*Source material:*

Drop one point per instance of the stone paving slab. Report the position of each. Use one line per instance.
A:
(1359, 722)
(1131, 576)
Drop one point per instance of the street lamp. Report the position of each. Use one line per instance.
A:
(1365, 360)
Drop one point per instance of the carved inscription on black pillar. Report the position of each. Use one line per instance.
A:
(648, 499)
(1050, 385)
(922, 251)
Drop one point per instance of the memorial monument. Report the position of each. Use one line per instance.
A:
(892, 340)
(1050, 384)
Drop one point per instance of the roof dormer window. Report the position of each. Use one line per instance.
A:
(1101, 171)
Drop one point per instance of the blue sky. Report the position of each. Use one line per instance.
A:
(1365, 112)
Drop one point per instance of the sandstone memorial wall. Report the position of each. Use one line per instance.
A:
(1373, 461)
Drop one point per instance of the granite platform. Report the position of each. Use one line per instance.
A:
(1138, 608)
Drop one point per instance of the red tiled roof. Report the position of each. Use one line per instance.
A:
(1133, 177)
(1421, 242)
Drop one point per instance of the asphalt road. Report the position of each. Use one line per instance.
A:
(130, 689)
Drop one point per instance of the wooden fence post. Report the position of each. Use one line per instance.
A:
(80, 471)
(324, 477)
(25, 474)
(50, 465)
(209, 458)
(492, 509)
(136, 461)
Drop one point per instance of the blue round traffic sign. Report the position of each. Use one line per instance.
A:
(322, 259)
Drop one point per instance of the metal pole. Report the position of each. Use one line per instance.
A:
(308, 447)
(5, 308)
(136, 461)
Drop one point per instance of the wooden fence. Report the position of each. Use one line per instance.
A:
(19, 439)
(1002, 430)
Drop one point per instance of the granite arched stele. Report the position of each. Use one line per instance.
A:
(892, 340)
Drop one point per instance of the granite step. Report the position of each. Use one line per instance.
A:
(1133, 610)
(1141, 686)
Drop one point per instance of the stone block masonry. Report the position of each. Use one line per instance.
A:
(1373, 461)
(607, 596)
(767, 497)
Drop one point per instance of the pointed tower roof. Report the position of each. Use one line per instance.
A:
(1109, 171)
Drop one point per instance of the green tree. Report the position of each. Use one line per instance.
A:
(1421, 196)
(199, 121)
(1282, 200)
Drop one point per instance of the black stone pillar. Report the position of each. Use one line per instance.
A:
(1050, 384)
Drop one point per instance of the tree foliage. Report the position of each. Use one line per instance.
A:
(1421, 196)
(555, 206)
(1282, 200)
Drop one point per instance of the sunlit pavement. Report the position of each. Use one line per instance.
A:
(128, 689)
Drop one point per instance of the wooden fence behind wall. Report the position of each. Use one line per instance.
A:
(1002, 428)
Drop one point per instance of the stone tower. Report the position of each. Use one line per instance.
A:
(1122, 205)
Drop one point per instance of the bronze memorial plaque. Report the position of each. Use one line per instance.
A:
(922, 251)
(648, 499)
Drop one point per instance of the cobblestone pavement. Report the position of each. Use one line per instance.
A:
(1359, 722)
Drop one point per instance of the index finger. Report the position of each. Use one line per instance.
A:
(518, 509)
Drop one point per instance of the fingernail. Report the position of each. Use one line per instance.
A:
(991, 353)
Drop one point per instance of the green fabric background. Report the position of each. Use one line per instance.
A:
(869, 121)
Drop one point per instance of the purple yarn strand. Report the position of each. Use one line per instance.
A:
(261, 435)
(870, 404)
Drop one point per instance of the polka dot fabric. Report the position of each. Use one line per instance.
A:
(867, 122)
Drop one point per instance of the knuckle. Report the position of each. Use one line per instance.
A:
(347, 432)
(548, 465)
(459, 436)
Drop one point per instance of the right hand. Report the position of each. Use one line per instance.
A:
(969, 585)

*What needs to be done:* Return exactly the lines from the line bearing "Drop one point per instance of the knuckle." to the end of the records, inclusive of both; include no other lines.

*Answer section:*
Drop one point per instance of the knuckle. Report the position of each. Use one line per instance.
A:
(347, 432)
(548, 465)
(459, 436)
Drop one point per instance of the right hand. Report the position of each. Use one line per instance.
A:
(969, 585)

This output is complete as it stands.